** start of Provided passage **

Navigate to `http://your-vm-ip:port` and complete SSH and SMTP configuration in Settings.

All other configuration is done through the Settings UI — no manual file editing required beyond `.env` for system-level values.

---

## TrueNAS Compatibility

Tested and confirmed working against **TrueNAS SCALE 25.10.2.1 (Electric Eel)**. Key compatibility notes:

- SCALE 25.10 removed `POST /api/v2.0/smart/test` — SSH is required for all SMART operations.
- Drive temperatures are not included in `GET /api/v2.0/disk` on SCALE — use `POST /api/v2.0/disk/temperatures` instead.
- TrueNAS SCALE is Linux/Debian-based. Device names are `sda`, `sdb`, etc. (not `ada0`/`da0` as on CORE/FreeBSD).
- `lm-sensors` is available on SCALE — `sensors -j` returns CPU (`coretemp`) and PCH (`pch_*`) temperatures.
- `badblocks` and `smartctl` are present at standard paths.

## mock-truenas

A companion Docker service (`mock-truenas`) that simulates the TrueNAS API for UI development and testing without real hardware. It mocks drive discovery, SMART test responses, and badblocks progress. Used exclusively for development — not deployed in production. Disabled (commented out) in the production `docker-compose.yml`.

** end of Provided passage **
** start of Given information **

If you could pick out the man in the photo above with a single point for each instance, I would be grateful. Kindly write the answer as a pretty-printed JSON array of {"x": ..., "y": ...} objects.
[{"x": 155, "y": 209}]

** end of Given information **

▶ **Problems and tasks**
#1 In the TrueNAS setup notes, which API call should be used on SCALE to get drive temperatures?
#2 Go on with the TrueNAS setup notes, starting right after their last sentence.
The lines play no part in this.

▶ **Outputs by task**
#1 `POST /api/v2.0/disk/temperatures`

#2
---

## Version

- App version: **1.0.0-8** (displayed in header next to the title, and in Settings).
- Update check in Settings queries Forgejo releases API (`git.hellocomputer.xyz`).
- API version tracked separately, currently **0.1.0**.

---

## Out of Scope (v1.0)

- Scheduled or automated burn-in triggering.
- Non-destructive badblocks mode (read-only surface scan).
- Multi-TrueNAS support (single host only).
- User authentication / login wall (single-user, self-hosted, IP allowlist is sufficient).
- Mobile-optimized UI (desktop dashboard only).